Problem details: Please express the entries in the stretch from the line containing "in background in the photo above." through the line containing "(1234, 772)" as a two-column CSV with columns named instruction and keypoints. Give one row per entry, putting its text and its answer each in a single quoted field with line breaks replaced by spaces.

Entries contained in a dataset
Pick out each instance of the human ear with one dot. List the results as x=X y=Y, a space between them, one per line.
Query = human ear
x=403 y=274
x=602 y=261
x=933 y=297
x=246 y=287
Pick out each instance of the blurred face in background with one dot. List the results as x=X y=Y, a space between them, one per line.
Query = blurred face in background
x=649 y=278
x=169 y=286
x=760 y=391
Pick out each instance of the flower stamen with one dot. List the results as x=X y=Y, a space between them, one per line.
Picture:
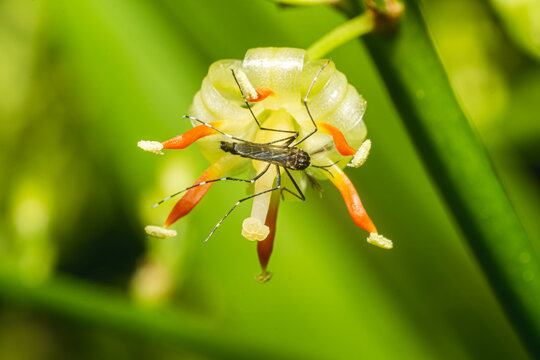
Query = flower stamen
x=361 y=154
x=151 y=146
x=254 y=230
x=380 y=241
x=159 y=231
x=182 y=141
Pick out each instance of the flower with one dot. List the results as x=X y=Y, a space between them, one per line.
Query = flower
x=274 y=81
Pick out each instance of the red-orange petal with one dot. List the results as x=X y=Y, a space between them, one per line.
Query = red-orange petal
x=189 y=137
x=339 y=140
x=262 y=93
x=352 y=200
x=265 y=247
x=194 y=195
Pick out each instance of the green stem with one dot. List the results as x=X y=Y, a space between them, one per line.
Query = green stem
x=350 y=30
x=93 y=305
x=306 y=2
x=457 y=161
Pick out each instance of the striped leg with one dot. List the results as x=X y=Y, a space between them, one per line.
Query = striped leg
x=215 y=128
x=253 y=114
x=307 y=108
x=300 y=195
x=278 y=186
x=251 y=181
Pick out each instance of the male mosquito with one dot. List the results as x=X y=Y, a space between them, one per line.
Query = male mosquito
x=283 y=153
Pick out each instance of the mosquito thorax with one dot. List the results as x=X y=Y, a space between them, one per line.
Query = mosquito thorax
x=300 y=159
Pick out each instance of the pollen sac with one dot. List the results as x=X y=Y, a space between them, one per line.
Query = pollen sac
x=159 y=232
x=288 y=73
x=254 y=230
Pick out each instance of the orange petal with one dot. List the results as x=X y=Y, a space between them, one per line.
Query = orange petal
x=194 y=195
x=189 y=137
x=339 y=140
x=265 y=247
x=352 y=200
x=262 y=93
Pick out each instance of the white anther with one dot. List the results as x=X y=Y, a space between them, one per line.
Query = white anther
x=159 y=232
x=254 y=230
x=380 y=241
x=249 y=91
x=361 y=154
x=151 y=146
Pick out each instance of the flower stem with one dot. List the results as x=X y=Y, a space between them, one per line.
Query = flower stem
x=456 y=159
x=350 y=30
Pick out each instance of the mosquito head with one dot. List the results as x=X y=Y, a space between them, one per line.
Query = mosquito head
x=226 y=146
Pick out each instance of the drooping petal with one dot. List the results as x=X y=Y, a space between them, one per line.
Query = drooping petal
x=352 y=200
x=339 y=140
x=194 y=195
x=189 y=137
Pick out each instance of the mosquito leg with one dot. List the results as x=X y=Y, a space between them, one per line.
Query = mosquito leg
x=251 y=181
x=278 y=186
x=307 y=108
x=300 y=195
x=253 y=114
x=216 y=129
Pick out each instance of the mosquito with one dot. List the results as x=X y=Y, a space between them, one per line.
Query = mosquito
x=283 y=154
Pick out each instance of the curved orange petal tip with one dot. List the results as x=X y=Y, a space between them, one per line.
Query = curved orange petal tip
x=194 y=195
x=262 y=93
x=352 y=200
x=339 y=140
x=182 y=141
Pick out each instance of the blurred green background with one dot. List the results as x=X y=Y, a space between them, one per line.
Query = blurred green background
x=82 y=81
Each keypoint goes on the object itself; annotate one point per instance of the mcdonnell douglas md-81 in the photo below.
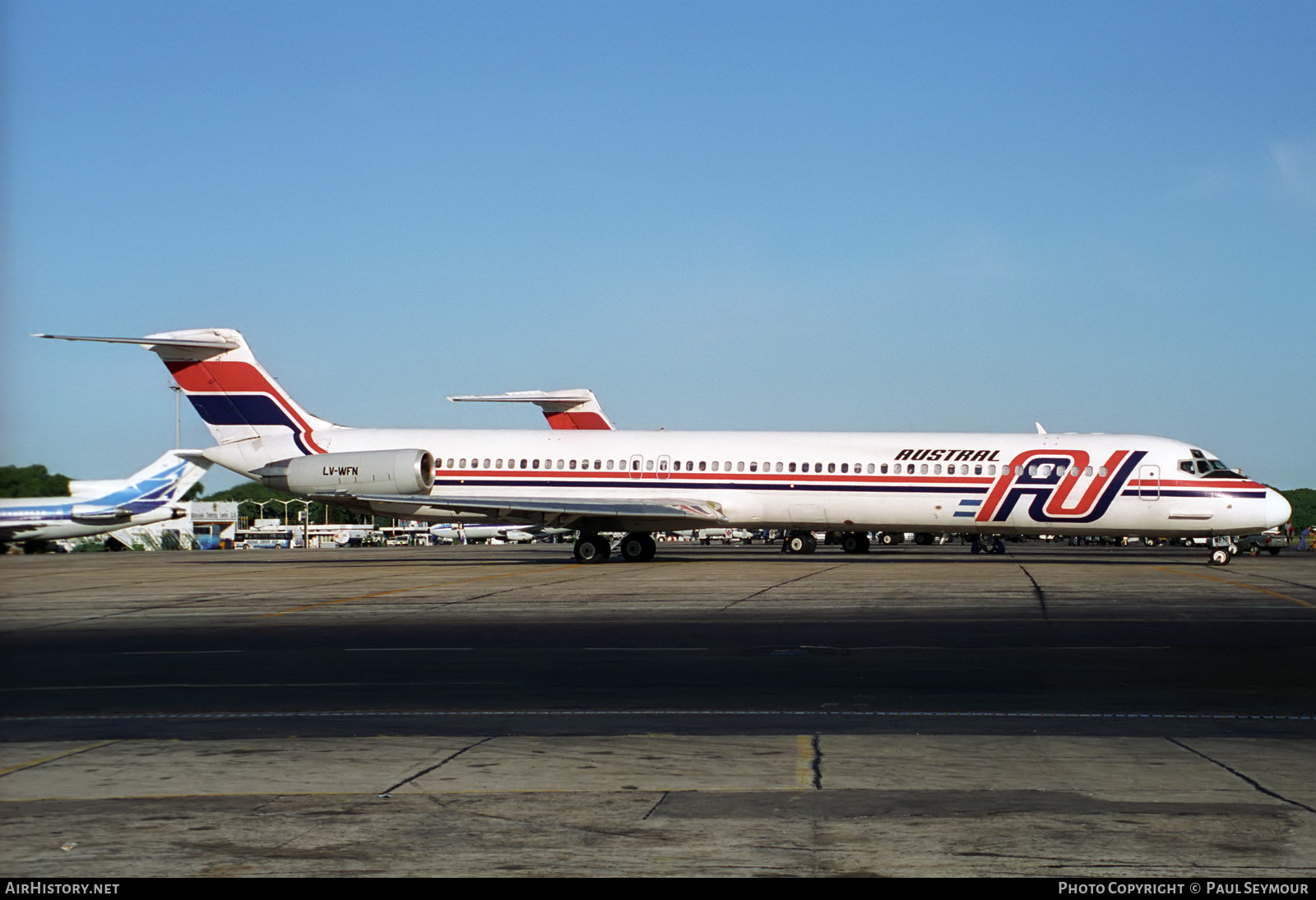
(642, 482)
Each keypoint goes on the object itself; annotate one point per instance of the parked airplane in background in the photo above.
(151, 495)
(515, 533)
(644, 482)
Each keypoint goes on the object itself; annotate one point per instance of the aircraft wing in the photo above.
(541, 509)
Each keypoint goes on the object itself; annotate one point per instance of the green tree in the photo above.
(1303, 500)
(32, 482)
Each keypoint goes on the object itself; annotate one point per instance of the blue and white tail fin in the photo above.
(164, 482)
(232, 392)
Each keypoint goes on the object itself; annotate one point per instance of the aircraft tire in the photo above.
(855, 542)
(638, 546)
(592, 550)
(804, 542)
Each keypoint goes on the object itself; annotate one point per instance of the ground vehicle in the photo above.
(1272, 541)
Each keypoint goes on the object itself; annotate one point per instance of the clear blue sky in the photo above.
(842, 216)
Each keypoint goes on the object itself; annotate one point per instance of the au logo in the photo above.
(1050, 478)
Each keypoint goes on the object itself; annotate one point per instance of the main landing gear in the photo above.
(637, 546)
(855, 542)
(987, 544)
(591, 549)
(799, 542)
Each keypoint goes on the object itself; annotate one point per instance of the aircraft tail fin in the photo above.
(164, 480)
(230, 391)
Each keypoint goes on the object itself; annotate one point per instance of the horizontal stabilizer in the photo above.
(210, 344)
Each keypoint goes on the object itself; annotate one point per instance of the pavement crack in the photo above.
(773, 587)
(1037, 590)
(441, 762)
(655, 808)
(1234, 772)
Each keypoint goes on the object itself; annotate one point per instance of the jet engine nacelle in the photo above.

---

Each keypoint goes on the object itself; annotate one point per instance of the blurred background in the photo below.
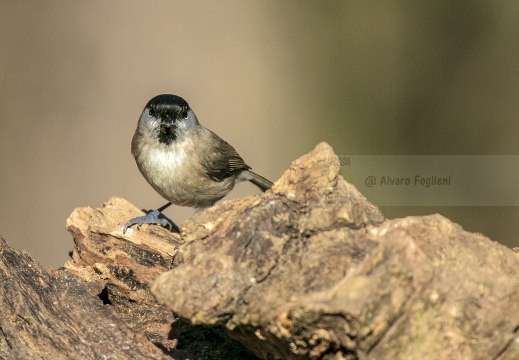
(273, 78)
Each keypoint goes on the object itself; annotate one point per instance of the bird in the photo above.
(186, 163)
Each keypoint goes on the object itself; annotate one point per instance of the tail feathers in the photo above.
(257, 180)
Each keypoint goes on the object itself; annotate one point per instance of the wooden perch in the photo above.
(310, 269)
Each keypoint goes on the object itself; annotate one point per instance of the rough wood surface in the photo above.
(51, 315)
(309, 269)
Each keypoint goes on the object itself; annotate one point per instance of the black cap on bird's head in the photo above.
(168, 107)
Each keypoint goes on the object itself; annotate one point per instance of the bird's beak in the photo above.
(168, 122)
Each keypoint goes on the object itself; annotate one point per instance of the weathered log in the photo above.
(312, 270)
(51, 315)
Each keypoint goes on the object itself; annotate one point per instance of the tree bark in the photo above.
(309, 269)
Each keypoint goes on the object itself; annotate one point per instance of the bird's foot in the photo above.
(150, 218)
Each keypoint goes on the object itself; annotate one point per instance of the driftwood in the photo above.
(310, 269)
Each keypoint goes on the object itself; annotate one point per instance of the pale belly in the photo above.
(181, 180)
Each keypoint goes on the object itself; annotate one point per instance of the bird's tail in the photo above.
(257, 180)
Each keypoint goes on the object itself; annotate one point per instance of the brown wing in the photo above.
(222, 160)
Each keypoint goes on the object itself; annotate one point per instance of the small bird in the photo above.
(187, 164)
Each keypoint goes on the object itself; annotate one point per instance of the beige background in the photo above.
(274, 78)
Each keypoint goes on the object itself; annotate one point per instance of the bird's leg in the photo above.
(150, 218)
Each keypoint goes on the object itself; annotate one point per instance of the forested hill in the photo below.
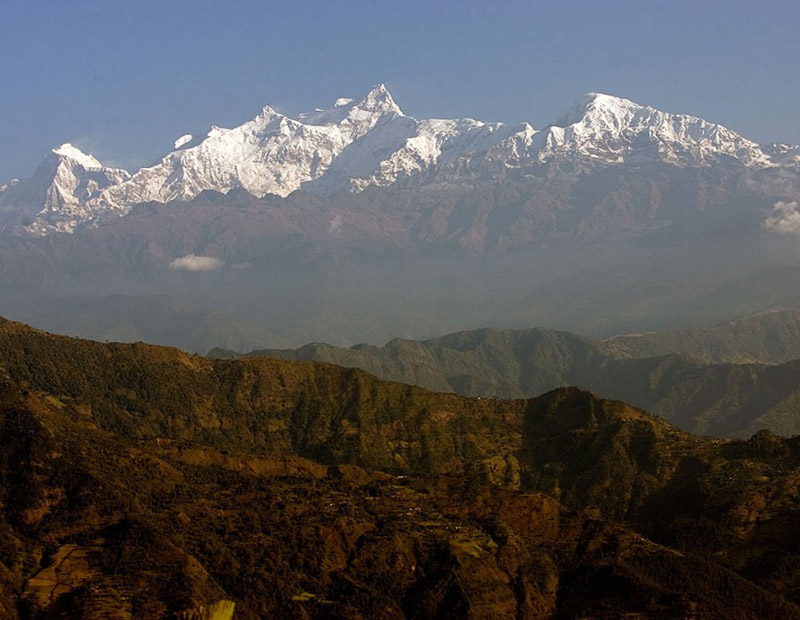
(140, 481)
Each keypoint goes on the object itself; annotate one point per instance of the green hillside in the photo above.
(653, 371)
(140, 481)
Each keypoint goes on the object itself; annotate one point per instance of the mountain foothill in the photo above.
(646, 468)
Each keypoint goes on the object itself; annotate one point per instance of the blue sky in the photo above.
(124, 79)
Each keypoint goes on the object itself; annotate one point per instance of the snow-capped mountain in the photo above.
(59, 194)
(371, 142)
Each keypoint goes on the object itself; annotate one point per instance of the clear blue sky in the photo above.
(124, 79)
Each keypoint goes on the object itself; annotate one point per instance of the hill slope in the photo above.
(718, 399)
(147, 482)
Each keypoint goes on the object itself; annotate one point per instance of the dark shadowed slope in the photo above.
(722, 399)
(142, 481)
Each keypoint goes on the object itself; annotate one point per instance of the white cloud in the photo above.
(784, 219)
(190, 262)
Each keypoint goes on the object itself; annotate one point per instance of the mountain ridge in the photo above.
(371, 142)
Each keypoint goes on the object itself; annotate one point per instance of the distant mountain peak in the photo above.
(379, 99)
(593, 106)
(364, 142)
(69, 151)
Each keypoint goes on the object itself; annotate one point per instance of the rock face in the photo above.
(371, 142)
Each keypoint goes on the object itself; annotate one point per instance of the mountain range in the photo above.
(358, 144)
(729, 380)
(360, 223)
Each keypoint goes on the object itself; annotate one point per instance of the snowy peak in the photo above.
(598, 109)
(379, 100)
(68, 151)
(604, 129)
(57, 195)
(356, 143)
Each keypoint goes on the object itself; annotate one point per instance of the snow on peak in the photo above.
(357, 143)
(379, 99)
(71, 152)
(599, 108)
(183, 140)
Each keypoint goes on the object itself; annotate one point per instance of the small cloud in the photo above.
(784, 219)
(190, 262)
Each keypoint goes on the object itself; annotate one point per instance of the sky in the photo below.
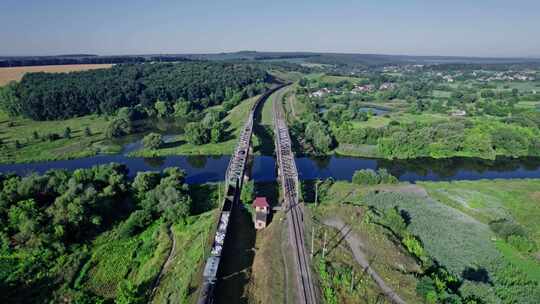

...

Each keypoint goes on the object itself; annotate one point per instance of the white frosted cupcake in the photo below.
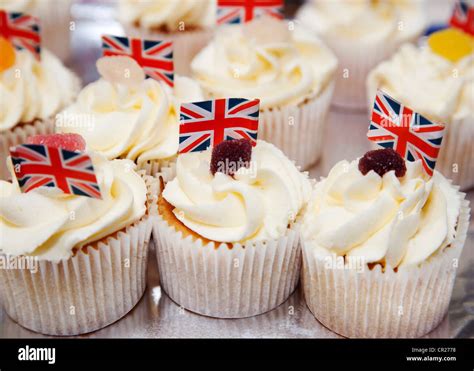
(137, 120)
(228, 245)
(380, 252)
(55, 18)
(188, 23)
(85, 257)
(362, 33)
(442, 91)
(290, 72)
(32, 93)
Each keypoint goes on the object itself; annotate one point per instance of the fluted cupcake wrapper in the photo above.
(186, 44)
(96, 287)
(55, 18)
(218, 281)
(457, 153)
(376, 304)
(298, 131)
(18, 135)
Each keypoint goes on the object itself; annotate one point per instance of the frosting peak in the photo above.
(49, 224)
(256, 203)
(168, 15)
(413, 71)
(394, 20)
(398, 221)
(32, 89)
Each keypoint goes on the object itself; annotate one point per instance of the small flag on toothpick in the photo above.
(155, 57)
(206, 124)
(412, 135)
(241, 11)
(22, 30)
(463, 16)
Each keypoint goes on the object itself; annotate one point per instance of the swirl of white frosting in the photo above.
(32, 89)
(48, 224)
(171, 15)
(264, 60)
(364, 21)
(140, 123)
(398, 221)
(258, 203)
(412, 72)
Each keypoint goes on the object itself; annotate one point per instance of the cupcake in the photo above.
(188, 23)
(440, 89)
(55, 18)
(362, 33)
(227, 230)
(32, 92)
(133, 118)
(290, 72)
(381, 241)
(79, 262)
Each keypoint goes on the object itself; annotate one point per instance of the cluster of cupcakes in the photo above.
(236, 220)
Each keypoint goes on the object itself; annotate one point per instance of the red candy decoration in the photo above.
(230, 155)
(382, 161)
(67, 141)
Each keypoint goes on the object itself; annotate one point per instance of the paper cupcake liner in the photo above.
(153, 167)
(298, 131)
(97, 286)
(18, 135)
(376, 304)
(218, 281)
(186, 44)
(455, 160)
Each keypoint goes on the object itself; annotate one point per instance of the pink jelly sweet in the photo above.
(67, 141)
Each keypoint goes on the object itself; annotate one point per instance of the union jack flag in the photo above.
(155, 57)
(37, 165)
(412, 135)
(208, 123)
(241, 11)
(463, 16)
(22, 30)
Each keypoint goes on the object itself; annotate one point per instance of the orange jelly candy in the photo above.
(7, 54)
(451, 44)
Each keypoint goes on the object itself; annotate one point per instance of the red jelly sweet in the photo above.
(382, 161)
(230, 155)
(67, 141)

Final result:
instruction,keypoints
"Each keypoint goes on the object itself; annotate one point per instance of the parked airplane in background in the photo above.","(151, 495) (515, 533) (644, 482)"
"Each keypoint goes on the object itself; annotate one point per instance of the aircraft wing in the photo above.","(541, 509)"
"Each keypoint goes on the object itself; annotate one point per instance of the green tree in the photo above.","(1303, 500) (32, 482)"
"Each keypoint goes on the object itself; annotate one point per instance of the blue and white tail fin in the photo above.","(164, 482) (232, 392)"
"Each keypoint goes on the object itself; annotate one point per instance of the aircraft tire in the photo above.","(855, 542) (638, 546) (592, 550) (804, 542)"
"Each keypoint goes on the object itself; annotate one point per instance of the ground vehicle in the photo above.","(1272, 541)"
"Each keypoint goes on the object itself; annotate one point per instance of the clear blue sky in the photo above.","(842, 216)"
"Each keypoint goes on the object itself; annotate one point per instance of the au logo in the photo above.","(1050, 478)"
"Each keypoint goes on the object itself; annotate one point per instance of the main landing gear in the photo above.","(637, 546) (855, 542) (987, 544) (591, 549) (799, 542)"
"Each keypoint goes on the object itself; annotate one point per instance of the aircraft tail fin in the photo above.","(164, 480) (230, 391)"
"Each keypoint goes on the object itself; annotate one point per instance of the horizontal stabilizer in the photo above.","(210, 344)"
"Each keypoint goes on the object itself; annotate one point per instance of the pavement crack in the photo above.","(773, 587) (1037, 590) (441, 762) (655, 808) (1234, 772)"